_EXERCISE:_ Write out only the tail of the records, beginning at the line containing "Annotation task — locate each instance of the apartment" and including the last line, exactly as written.

_THE RECORDS:_
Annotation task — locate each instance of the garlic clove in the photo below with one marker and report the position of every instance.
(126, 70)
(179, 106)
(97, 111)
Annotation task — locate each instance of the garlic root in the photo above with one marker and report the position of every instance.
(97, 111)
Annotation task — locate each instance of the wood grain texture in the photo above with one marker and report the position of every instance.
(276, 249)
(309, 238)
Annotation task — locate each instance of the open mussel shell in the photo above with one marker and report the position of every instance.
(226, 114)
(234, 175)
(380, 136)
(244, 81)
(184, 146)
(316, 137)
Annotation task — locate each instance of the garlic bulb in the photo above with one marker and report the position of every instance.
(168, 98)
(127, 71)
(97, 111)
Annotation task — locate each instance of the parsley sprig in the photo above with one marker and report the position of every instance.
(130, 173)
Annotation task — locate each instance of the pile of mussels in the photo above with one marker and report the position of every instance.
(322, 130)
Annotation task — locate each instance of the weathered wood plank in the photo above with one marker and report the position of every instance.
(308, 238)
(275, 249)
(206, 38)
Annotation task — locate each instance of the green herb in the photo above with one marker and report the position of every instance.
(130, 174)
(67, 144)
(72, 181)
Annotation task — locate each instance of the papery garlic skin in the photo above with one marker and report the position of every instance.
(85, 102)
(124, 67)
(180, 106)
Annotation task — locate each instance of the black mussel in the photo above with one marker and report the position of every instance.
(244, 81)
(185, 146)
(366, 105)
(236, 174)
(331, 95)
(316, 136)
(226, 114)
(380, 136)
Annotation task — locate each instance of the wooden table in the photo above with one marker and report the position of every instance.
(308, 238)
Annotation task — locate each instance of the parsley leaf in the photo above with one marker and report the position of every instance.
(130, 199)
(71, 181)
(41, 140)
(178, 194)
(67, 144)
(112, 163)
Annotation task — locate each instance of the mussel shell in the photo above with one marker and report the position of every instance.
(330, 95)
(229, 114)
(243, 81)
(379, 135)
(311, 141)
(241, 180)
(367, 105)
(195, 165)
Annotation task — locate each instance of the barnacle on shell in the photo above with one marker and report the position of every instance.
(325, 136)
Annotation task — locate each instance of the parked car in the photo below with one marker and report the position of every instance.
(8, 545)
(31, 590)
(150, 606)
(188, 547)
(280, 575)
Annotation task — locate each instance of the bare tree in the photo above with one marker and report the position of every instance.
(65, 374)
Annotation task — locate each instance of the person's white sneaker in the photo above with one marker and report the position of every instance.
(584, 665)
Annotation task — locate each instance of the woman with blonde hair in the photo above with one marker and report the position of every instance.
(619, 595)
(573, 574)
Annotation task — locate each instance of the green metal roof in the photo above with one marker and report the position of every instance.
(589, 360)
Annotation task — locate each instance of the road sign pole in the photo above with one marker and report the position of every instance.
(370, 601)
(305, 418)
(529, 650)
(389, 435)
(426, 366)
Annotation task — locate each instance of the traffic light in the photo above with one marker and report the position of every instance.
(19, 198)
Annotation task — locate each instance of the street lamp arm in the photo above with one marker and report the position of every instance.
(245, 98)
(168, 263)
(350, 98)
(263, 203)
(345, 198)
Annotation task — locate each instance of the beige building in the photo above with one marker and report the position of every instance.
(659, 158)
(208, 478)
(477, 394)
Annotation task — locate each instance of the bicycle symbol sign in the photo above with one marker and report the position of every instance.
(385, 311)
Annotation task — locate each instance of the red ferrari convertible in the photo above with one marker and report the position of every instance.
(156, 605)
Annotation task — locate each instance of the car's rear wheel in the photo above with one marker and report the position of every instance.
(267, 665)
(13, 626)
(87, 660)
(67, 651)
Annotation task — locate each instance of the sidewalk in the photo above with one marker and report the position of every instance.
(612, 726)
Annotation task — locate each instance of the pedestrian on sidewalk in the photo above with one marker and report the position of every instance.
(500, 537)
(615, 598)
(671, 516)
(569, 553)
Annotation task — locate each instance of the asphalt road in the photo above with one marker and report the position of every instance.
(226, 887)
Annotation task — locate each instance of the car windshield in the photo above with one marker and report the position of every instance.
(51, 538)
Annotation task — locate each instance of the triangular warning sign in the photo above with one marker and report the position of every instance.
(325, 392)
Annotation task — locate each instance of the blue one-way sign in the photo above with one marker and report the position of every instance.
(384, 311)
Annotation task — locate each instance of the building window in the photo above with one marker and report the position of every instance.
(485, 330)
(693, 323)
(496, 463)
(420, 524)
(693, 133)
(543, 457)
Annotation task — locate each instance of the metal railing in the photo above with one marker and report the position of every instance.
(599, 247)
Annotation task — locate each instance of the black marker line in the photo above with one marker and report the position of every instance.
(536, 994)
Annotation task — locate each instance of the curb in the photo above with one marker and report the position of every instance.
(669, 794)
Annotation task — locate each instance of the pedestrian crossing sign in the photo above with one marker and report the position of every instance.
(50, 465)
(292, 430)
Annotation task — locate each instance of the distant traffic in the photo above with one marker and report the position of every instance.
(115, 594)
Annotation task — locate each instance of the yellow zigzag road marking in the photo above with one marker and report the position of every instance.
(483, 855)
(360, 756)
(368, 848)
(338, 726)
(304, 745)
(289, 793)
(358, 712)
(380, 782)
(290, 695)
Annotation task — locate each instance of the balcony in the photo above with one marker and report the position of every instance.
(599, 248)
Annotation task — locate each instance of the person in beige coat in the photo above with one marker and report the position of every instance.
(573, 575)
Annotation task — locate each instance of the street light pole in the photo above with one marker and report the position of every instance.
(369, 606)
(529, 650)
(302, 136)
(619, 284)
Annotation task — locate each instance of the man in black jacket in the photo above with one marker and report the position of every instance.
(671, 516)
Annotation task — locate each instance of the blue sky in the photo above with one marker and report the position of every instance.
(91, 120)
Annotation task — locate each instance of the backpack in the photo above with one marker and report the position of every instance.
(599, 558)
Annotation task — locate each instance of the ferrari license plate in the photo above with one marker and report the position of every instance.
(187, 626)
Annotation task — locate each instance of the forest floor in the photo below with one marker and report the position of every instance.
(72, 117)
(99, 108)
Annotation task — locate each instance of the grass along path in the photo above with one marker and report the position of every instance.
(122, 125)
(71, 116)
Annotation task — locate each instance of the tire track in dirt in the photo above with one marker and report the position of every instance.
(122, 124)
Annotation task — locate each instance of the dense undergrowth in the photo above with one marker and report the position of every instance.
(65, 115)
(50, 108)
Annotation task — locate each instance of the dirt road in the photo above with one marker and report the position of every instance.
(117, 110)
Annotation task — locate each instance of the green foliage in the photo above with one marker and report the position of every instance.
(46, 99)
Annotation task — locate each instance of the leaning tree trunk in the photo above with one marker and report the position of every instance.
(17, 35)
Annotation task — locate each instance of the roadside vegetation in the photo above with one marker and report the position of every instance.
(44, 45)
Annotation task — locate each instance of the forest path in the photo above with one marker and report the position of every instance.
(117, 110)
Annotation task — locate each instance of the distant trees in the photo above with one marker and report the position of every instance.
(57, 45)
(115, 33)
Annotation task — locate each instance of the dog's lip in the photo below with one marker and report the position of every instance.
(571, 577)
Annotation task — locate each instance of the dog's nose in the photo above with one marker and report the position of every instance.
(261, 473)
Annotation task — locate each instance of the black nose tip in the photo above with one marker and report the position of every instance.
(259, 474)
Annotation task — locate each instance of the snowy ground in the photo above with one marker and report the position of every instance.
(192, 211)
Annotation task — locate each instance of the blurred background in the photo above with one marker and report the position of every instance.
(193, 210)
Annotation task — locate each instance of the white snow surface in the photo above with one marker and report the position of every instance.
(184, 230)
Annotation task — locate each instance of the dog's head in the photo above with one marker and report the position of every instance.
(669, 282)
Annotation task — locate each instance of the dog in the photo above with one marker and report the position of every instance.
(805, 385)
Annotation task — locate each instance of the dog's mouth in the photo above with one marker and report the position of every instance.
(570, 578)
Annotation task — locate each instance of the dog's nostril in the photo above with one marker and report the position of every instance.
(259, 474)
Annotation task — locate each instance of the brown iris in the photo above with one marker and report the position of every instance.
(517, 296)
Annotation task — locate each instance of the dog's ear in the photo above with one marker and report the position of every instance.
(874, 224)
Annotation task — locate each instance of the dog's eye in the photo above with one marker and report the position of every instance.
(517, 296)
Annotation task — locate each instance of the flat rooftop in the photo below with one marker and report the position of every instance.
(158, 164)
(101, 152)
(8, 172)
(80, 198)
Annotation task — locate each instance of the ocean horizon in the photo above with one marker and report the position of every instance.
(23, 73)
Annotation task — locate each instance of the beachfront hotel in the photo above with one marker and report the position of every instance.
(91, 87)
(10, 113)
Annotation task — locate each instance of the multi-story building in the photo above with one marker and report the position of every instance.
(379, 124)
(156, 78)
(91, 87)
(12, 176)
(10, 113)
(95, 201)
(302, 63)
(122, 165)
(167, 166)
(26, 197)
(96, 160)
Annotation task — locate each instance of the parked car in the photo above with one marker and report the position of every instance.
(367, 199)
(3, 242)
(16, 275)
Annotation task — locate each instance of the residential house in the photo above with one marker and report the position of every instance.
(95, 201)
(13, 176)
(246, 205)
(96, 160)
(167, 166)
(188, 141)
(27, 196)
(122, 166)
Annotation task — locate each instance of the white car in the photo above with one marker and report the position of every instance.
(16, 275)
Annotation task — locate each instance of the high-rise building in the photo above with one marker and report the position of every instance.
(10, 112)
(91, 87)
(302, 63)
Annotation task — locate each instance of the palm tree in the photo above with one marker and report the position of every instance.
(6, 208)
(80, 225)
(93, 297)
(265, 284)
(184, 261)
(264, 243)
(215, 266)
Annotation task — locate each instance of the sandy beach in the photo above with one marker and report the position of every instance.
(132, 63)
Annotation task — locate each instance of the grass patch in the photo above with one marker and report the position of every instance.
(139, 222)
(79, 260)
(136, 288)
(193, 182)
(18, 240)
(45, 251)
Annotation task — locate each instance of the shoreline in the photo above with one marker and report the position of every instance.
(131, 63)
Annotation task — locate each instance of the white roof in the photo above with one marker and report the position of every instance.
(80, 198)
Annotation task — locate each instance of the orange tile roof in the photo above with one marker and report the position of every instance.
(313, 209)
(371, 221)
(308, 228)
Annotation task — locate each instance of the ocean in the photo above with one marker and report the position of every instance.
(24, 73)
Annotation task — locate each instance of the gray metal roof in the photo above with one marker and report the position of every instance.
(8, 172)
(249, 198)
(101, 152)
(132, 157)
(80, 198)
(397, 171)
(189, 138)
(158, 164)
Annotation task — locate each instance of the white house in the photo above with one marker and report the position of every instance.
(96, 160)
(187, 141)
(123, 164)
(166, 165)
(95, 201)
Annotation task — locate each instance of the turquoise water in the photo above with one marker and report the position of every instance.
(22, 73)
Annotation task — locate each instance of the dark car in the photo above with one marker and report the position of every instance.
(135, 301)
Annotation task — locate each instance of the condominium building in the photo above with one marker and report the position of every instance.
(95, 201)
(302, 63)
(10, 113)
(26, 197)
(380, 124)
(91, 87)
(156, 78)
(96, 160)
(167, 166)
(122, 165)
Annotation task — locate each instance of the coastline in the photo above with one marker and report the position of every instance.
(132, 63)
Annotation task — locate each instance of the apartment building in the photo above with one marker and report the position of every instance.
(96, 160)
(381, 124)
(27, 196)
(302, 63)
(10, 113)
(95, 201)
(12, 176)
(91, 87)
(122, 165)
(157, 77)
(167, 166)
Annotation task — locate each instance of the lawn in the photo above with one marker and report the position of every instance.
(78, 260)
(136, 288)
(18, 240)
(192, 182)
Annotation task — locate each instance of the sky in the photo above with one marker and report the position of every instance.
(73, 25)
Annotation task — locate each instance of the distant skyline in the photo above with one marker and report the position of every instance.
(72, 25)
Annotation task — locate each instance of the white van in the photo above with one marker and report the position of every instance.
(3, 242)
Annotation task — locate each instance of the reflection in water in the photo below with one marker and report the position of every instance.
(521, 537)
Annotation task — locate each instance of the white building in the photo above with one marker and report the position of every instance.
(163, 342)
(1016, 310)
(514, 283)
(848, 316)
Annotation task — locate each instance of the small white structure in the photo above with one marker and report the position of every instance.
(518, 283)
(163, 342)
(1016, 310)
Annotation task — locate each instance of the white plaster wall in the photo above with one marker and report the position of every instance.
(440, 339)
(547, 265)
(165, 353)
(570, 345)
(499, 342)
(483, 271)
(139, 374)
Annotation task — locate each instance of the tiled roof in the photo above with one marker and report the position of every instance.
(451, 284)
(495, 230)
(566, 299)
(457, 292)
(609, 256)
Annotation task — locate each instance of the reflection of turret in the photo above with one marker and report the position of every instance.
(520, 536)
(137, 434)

_SOLUTION FOR THIS EXERCISE:_
Annotation task — locate each instance of the apartment building in the photo above with one marker and report the position of every instance.
(96, 160)
(381, 124)
(27, 196)
(302, 63)
(10, 113)
(95, 201)
(12, 176)
(91, 87)
(122, 165)
(157, 77)
(167, 166)
Annotation task — locate each instance of the lawn in the photo above with one marker and report the position of every instance.
(78, 260)
(136, 288)
(18, 240)
(192, 182)
Annotation task — locate each instance of the sky in the photo above with one marker and report the position of every instance.
(73, 25)
Annotation task — locate each instance of the distant skyline in the photo above with one marker and report the position of every instance.
(72, 25)
Annotation task — locate each instance of the white van in the photo above with one marker and report the position of every instance.
(3, 242)
Annotation task — locate each instance of the reflection in water in the photo below with one marker and report the position of every instance.
(521, 537)
Annotation task — locate each instance of the white building in the photo above with one marker and report the position of every instance.
(163, 342)
(1016, 310)
(514, 283)
(848, 316)
Annotation task — locate each instance of the small white structure in the photo above with one marker and report the position of every instance.
(518, 283)
(163, 342)
(1016, 310)
Annotation task — locate each instance of the white plaster wall in the photo above with one marker and report the position of every instance.
(440, 339)
(547, 265)
(165, 353)
(570, 345)
(499, 342)
(483, 271)
(139, 374)
Annotation task — locate each instance of the tiled roof in the photo above with one marker and report the position of every instance.
(451, 284)
(495, 230)
(566, 299)
(457, 292)
(609, 256)
Annotation task — locate each instance of the reflection of turret in the photo above with one marker and report the position of every instance.
(520, 536)
(137, 434)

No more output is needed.